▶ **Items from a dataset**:
---------------

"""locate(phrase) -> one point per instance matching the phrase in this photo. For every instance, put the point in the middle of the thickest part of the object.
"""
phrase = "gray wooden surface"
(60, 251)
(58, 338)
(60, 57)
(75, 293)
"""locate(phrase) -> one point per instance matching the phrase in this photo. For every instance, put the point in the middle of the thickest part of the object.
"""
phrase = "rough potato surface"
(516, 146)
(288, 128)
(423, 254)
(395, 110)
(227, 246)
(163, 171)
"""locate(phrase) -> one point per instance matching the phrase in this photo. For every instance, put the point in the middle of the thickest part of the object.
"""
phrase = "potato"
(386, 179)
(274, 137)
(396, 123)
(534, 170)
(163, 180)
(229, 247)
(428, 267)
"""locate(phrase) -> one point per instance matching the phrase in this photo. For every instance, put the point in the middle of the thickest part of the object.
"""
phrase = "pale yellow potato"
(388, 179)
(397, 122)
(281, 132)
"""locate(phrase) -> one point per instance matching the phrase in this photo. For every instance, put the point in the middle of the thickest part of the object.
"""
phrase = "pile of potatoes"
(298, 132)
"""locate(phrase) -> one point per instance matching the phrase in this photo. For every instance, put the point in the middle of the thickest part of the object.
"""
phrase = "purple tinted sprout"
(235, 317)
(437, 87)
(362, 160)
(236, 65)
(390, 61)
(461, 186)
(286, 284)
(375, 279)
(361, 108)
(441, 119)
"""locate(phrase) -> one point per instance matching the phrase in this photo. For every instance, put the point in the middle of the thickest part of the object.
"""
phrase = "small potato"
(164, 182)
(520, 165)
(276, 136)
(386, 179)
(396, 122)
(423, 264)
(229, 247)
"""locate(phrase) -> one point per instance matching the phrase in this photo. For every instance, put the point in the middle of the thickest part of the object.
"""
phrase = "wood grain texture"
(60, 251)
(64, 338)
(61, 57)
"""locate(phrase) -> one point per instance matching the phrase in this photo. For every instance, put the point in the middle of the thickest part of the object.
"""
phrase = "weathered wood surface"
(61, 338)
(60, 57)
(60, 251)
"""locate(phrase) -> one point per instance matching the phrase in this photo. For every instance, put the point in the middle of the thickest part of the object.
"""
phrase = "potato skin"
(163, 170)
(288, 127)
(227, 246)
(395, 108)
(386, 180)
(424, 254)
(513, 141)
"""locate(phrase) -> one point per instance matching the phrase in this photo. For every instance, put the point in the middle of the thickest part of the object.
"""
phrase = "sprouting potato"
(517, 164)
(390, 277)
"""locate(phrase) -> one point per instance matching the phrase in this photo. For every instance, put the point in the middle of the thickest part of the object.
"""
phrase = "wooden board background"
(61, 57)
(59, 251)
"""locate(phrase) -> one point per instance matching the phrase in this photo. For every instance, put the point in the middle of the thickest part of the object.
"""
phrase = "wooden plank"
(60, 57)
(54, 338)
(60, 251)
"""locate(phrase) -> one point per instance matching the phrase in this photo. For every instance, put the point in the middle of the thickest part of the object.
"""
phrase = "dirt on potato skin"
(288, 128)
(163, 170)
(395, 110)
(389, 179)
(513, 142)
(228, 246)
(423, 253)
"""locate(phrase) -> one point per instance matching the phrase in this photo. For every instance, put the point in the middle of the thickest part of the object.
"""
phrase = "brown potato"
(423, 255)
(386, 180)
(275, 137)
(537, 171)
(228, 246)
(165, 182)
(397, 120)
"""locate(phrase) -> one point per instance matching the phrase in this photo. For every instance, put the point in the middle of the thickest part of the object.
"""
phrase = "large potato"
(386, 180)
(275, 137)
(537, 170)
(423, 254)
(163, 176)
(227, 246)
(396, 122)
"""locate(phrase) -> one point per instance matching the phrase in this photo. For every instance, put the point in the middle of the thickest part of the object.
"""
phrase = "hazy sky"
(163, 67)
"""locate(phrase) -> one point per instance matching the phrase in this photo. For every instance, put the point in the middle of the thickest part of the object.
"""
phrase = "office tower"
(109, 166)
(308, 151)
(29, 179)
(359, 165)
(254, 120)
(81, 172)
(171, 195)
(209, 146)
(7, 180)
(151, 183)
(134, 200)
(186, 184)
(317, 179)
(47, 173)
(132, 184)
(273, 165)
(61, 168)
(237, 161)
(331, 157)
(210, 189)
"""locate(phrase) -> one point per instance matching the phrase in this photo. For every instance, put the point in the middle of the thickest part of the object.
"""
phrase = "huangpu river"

---------------

Every record above has to appear again, word for word.

▶ **ANSWER FOR THE TASK**:
"""locate(phrase) -> one point per instance matching the phrase in this photo. For every instance, put the point in the middle of the thickest part of the object.
"""
phrase = "gray wooden surface"
(60, 251)
(58, 338)
(60, 57)
(75, 293)
"""locate(phrase) -> one point per instance matching the phrase in this photo. For every instance, put the point in the middle of the thickest part of the object.
"""
phrase = "rough potato surface"
(516, 146)
(288, 128)
(423, 254)
(395, 110)
(227, 246)
(163, 171)
"""locate(phrase) -> one point per instance matching the phrase in this photo. For every instance, put the point in the middle of the thickest part of the object.
"""
phrase = "potato"
(386, 179)
(274, 137)
(396, 123)
(534, 170)
(163, 180)
(229, 247)
(428, 267)
"""locate(phrase) -> one point per instance matching the phrase in this photo. For every instance, put the point in the middle of the thickest part of the object.
"""
phrase = "pale yellow potato"
(388, 179)
(397, 122)
(281, 132)
"""locate(phrase) -> one point per instance matching the phrase in this photo. For every instance, put the point in the middle of the thickest part of the object.
"""
phrase = "pile of potatoes"
(298, 132)
"""locate(phrase) -> one point per instance matching the phrase in this photo. For every instance, put the point in the middle of the thickest part of the object.
"""
phrase = "purple tinted sprout"
(235, 317)
(437, 87)
(362, 160)
(236, 65)
(390, 61)
(461, 186)
(286, 284)
(375, 279)
(361, 108)
(441, 119)
"""locate(phrase) -> one point per instance matching the phrase in this photo. For every instance, put the point in the middle of the thickest part of the object.
"""
phrase = "small potato"
(164, 182)
(520, 165)
(276, 136)
(386, 179)
(396, 122)
(423, 264)
(229, 247)
"""locate(phrase) -> one point per instance matching the phrase in this photo. For every instance, put the point in the middle of the thickest part of the object.
"""
phrase = "wood grain texture"
(60, 251)
(64, 338)
(61, 57)
"""locate(phrase) -> one point per instance matching the phrase in this photo. For every instance, put the point in the middle of the thickest part of the object.
"""
phrase = "weathered wood surface"
(61, 338)
(60, 57)
(60, 251)
"""locate(phrase) -> one point per instance matching the phrase in this photo. For every instance, put the point in the middle of the thickest part of the object.
"""
phrase = "potato skin"
(163, 170)
(288, 127)
(227, 246)
(395, 108)
(386, 180)
(424, 254)
(513, 141)
"""locate(phrase) -> one point per instance matching the phrase in this photo. For every instance, put the point in the middle of the thickest part of the object.
"""
phrase = "sprouting potato"
(517, 164)
(390, 277)
"""locate(phrase) -> one point per instance matching the phrase in this photo. For every instance, put the point in the middle of the thickest part of the object.
"""
phrase = "wooden board background"
(61, 57)
(59, 251)
"""locate(phrase) -> one point per instance matching the phrase in this photo. For every instance, put the point in the middle of the thickest part of the object.
"""
phrase = "wooden plank"
(60, 57)
(54, 338)
(60, 251)
"""locate(phrase) -> one point per instance matching the phrase in this photo. For every instance, put the point in the middle of the thickest part of the object.
"""
phrase = "dirt on potato skin"
(288, 128)
(163, 170)
(395, 110)
(389, 179)
(513, 142)
(228, 246)
(423, 253)
"""locate(phrase) -> one point per instance matching the phrase in this photo. For every instance, put the point in the middle of the thickest part of the object.
"""
phrase = "brown potato"
(423, 255)
(386, 180)
(275, 137)
(537, 171)
(228, 246)
(165, 182)
(397, 120)
"""locate(phrase) -> one point per instance matching the phrase in this photo. For every instance, put the point in the middle of the thickest part of the object.
"""
phrase = "large potato"
(386, 180)
(275, 137)
(537, 170)
(423, 254)
(163, 176)
(227, 246)
(396, 122)
"""locate(phrase) -> one point per instance matching the phrase in this photo. For every instance, put the point in the middle of the thickest part of the object.
"""
phrase = "hazy sky"
(163, 67)
"""locate(phrase) -> one point per instance matching the phrase in this photo. For every instance, put the point in the middle of the thickest part of the object.
"""
phrase = "office tower"
(109, 166)
(308, 151)
(29, 179)
(359, 165)
(254, 120)
(81, 172)
(171, 195)
(209, 146)
(7, 180)
(151, 183)
(134, 200)
(186, 184)
(317, 179)
(47, 173)
(132, 184)
(273, 165)
(61, 168)
(237, 161)
(331, 157)
(210, 189)
"""locate(phrase) -> one point per instance matching the phrase in this photo. For every instance, put the point in the middle of the thickest part of the object.
"""
phrase = "huangpu river"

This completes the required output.